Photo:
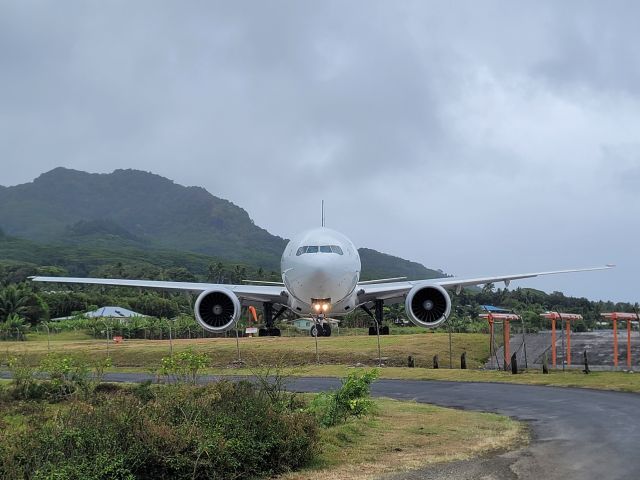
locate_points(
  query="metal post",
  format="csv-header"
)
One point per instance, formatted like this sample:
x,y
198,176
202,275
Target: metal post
-*-
▶ Assignment:
All the lines above need to be repeated exactly, with no pictures carried over.

▶ Output of the task:
Photo:
locate_points(
  query="metal post",
  format="csv-header"
)
One point per instance, formatted like this sample:
x,y
198,176
202,275
Target: metal post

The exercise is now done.